• [Instructions for the task]: Shift every point coordinate by adding 18 to each value, and reproduce all lines, requests included, from the line containing "[locate] clock face" through the end of the rows. Leave the pictures out of your answer.

• [Records for the exercise]:

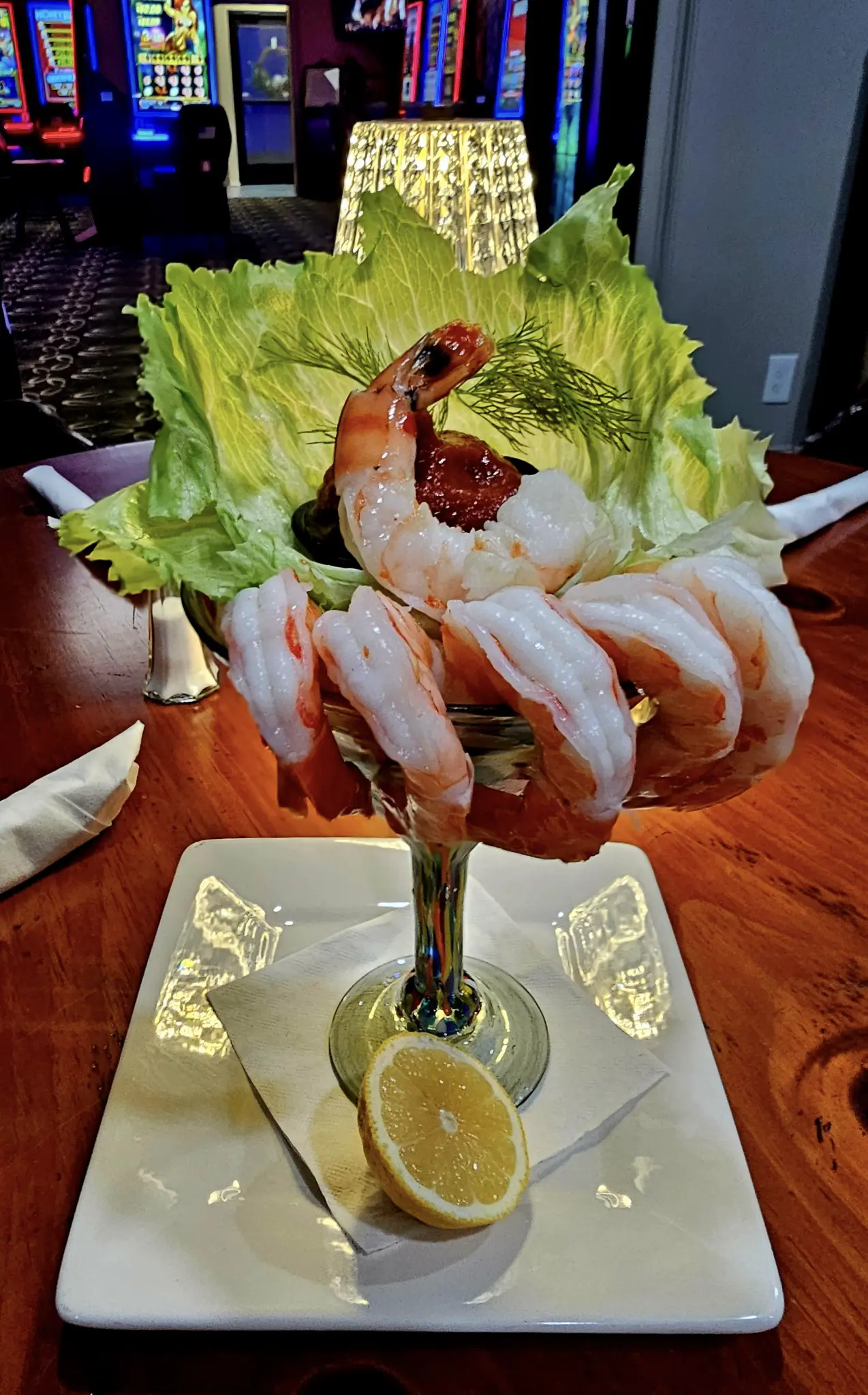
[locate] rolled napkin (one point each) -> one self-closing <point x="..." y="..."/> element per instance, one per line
<point x="62" y="811"/>
<point x="811" y="512"/>
<point x="59" y="493"/>
<point x="278" y="1024"/>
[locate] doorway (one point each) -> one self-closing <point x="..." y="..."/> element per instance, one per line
<point x="255" y="91"/>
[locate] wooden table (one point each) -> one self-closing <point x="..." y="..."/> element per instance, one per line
<point x="768" y="896"/>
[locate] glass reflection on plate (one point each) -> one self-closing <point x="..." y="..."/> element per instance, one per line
<point x="223" y="938"/>
<point x="610" y="946"/>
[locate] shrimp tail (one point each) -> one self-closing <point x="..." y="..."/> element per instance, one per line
<point x="538" y="823"/>
<point x="334" y="786"/>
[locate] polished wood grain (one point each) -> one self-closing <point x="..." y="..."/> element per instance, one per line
<point x="768" y="896"/>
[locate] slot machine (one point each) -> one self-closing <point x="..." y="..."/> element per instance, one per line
<point x="603" y="91"/>
<point x="447" y="22"/>
<point x="53" y="50"/>
<point x="170" y="57"/>
<point x="510" y="95"/>
<point x="448" y="91"/>
<point x="412" y="55"/>
<point x="13" y="101"/>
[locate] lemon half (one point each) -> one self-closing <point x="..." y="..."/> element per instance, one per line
<point x="441" y="1135"/>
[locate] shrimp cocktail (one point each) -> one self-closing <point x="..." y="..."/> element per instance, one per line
<point x="499" y="585"/>
<point x="471" y="698"/>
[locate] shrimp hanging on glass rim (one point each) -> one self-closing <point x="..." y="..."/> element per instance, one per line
<point x="527" y="646"/>
<point x="465" y="617"/>
<point x="274" y="666"/>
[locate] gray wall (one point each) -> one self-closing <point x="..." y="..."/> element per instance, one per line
<point x="753" y="129"/>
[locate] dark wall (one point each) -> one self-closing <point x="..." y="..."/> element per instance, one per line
<point x="314" y="41"/>
<point x="110" y="46"/>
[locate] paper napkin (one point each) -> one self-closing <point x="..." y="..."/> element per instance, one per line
<point x="278" y="1024"/>
<point x="61" y="493"/>
<point x="808" y="514"/>
<point x="62" y="811"/>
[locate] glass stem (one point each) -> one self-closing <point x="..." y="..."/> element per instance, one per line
<point x="439" y="998"/>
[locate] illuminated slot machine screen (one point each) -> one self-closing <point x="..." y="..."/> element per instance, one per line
<point x="170" y="48"/>
<point x="13" y="105"/>
<point x="53" y="52"/>
<point x="568" y="109"/>
<point x="510" y="101"/>
<point x="454" y="52"/>
<point x="435" y="45"/>
<point x="412" y="49"/>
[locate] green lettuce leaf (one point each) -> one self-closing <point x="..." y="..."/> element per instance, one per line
<point x="246" y="430"/>
<point x="149" y="551"/>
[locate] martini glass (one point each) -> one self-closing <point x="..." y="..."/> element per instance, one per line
<point x="475" y="1005"/>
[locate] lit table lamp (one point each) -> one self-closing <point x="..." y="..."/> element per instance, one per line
<point x="469" y="179"/>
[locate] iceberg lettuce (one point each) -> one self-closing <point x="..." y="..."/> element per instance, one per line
<point x="246" y="430"/>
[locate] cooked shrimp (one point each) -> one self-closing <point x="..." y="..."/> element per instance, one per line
<point x="274" y="667"/>
<point x="775" y="671"/>
<point x="660" y="639"/>
<point x="540" y="535"/>
<point x="384" y="666"/>
<point x="529" y="649"/>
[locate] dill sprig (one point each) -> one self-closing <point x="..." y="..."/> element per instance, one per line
<point x="356" y="359"/>
<point x="531" y="385"/>
<point x="528" y="385"/>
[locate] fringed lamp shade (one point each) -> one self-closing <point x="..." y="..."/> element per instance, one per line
<point x="469" y="179"/>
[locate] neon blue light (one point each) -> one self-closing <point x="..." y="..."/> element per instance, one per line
<point x="91" y="34"/>
<point x="516" y="113"/>
<point x="441" y="49"/>
<point x="437" y="7"/>
<point x="596" y="93"/>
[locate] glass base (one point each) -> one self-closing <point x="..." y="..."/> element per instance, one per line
<point x="506" y="1028"/>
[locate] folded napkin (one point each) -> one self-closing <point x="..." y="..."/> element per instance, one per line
<point x="808" y="514"/>
<point x="62" y="811"/>
<point x="278" y="1024"/>
<point x="61" y="493"/>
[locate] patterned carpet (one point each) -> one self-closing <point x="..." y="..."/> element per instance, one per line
<point x="77" y="350"/>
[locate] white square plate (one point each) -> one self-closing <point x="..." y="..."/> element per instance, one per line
<point x="196" y="1215"/>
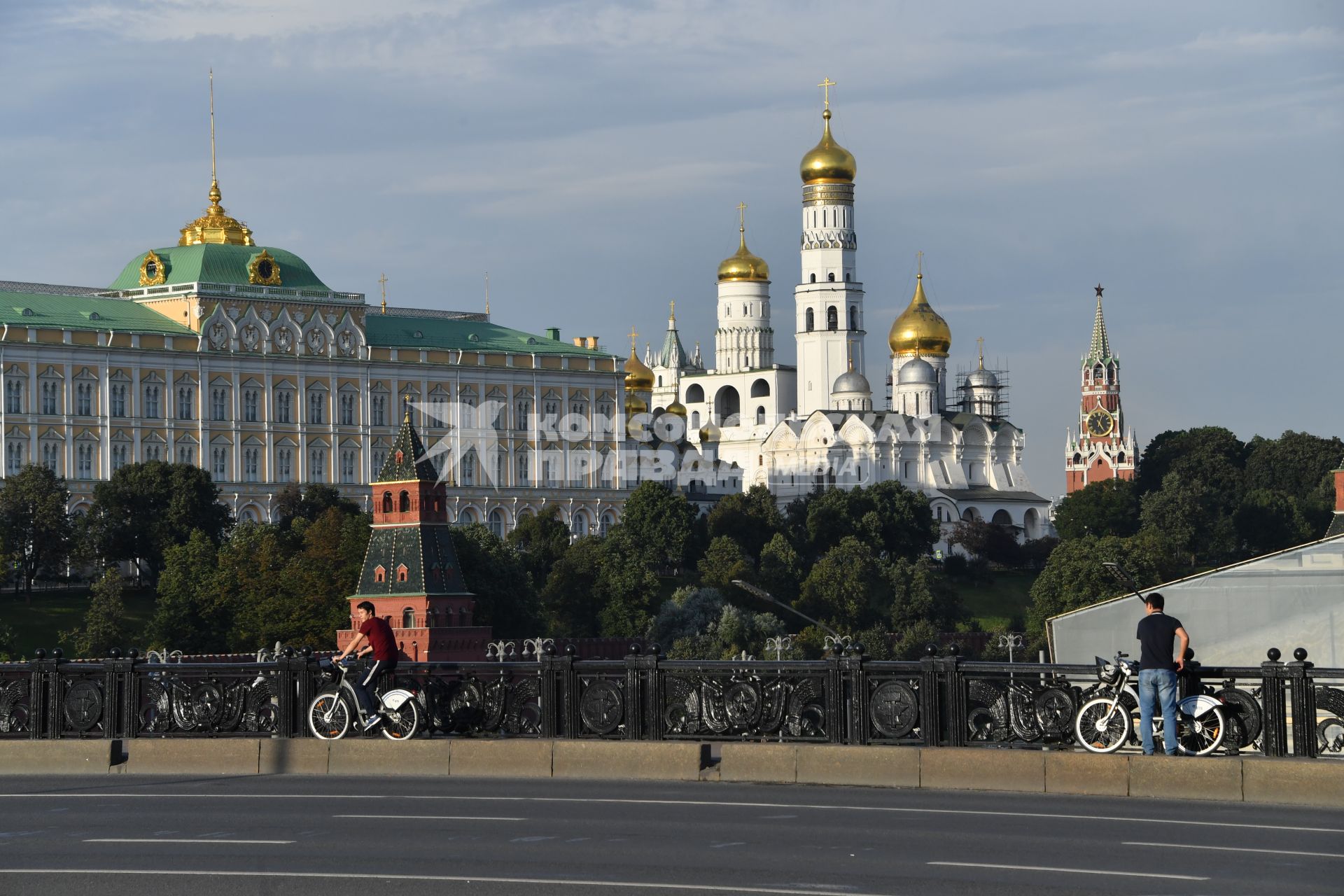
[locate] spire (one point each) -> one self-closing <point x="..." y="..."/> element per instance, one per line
<point x="1101" y="343"/>
<point x="216" y="226"/>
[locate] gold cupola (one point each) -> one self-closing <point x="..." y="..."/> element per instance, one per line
<point x="828" y="162"/>
<point x="638" y="378"/>
<point x="920" y="330"/>
<point x="742" y="264"/>
<point x="216" y="226"/>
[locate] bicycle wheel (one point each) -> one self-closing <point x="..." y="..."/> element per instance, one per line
<point x="328" y="716"/>
<point x="403" y="722"/>
<point x="1102" y="726"/>
<point x="1203" y="734"/>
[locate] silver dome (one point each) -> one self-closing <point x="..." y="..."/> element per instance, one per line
<point x="981" y="378"/>
<point x="851" y="382"/>
<point x="917" y="371"/>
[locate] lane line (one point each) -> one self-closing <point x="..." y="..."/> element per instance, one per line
<point x="1242" y="849"/>
<point x="451" y="879"/>
<point x="164" y="840"/>
<point x="437" y="817"/>
<point x="714" y="804"/>
<point x="1070" y="871"/>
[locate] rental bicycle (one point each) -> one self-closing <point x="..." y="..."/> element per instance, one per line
<point x="331" y="713"/>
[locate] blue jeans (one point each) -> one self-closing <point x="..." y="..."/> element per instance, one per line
<point x="1158" y="685"/>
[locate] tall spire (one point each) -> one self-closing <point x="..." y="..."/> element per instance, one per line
<point x="1101" y="343"/>
<point x="216" y="226"/>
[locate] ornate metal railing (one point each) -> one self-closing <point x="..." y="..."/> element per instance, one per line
<point x="1277" y="708"/>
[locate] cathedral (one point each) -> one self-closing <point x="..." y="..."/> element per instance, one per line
<point x="816" y="425"/>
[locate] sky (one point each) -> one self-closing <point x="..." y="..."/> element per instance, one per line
<point x="590" y="156"/>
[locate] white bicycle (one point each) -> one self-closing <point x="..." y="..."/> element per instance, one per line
<point x="331" y="711"/>
<point x="1108" y="723"/>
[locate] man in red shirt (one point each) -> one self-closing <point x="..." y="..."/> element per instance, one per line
<point x="375" y="637"/>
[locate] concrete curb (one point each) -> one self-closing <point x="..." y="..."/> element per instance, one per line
<point x="1253" y="780"/>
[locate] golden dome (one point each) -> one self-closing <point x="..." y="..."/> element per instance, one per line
<point x="216" y="226"/>
<point x="638" y="378"/>
<point x="742" y="264"/>
<point x="828" y="162"/>
<point x="920" y="330"/>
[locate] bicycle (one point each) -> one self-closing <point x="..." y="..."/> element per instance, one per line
<point x="331" y="711"/>
<point x="1105" y="723"/>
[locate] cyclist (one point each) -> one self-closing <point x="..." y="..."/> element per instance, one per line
<point x="375" y="637"/>
<point x="1158" y="666"/>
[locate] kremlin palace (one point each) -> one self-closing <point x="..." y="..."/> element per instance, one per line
<point x="237" y="358"/>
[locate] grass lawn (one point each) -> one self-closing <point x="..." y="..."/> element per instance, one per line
<point x="38" y="625"/>
<point x="999" y="599"/>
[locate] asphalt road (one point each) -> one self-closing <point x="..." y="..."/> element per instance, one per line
<point x="286" y="834"/>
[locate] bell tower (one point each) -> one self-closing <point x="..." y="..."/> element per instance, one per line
<point x="410" y="570"/>
<point x="1101" y="449"/>
<point x="830" y="298"/>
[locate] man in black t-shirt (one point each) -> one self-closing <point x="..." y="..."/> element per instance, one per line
<point x="1158" y="666"/>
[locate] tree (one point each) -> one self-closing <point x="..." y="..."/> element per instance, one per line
<point x="781" y="570"/>
<point x="496" y="573"/>
<point x="293" y="503"/>
<point x="1269" y="522"/>
<point x="1187" y="514"/>
<point x="1109" y="507"/>
<point x="660" y="523"/>
<point x="105" y="621"/>
<point x="147" y="508"/>
<point x="34" y="524"/>
<point x="921" y="594"/>
<point x="724" y="562"/>
<point x="847" y="587"/>
<point x="752" y="519"/>
<point x="188" y="615"/>
<point x="1074" y="577"/>
<point x="542" y="540"/>
<point x="987" y="540"/>
<point x="569" y="599"/>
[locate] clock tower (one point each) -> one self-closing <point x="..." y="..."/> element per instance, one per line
<point x="1101" y="449"/>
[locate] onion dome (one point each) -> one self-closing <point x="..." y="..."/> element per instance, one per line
<point x="638" y="378"/>
<point x="828" y="162"/>
<point x="742" y="264"/>
<point x="216" y="226"/>
<point x="920" y="328"/>
<point x="917" y="372"/>
<point x="851" y="382"/>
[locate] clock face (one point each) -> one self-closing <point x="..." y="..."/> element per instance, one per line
<point x="1100" y="422"/>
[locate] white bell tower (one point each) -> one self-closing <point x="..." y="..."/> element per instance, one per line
<point x="830" y="298"/>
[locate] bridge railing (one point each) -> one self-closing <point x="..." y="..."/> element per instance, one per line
<point x="1277" y="708"/>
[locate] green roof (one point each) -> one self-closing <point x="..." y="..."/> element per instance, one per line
<point x="397" y="331"/>
<point x="219" y="264"/>
<point x="84" y="312"/>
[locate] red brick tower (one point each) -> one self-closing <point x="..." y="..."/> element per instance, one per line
<point x="410" y="570"/>
<point x="1101" y="449"/>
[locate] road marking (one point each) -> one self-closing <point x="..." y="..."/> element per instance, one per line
<point x="166" y="840"/>
<point x="718" y="805"/>
<point x="1242" y="849"/>
<point x="1070" y="871"/>
<point x="437" y="817"/>
<point x="458" y="879"/>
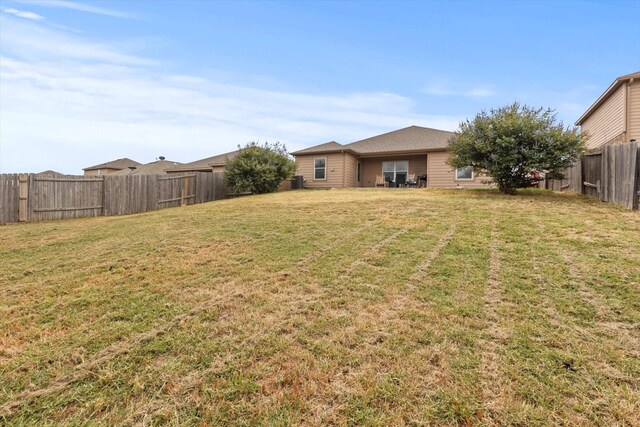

• [Exercise result]:
[locate] clock face (one point each) -> one self-closing <point x="..." y="..."/> element per instance, one per line
<point x="1118" y="440"/>
[locate] white bell tower (one point each) -> one self-closing <point x="..." y="..."/> element per instance, one per line
<point x="848" y="316"/>
[locate] bridge railing (one point each) -> one self-closing <point x="..." y="..."/> element per instance, one per line
<point x="1295" y="726"/>
[locate] green roof (one point each) -> one self-closing <point x="..." y="..."/> element per instance, one per line
<point x="415" y="349"/>
<point x="237" y="282"/>
<point x="102" y="330"/>
[locate] red brick tower (one point each) -> one self-closing <point x="..." y="..."/> element per instance, one per line
<point x="428" y="588"/>
<point x="1119" y="467"/>
[locate] road marking (one point each) -> one self-closing <point x="..." y="..."/> element per instance, one per line
<point x="184" y="858"/>
<point x="736" y="823"/>
<point x="1260" y="867"/>
<point x="1088" y="889"/>
<point x="455" y="835"/>
<point x="476" y="897"/>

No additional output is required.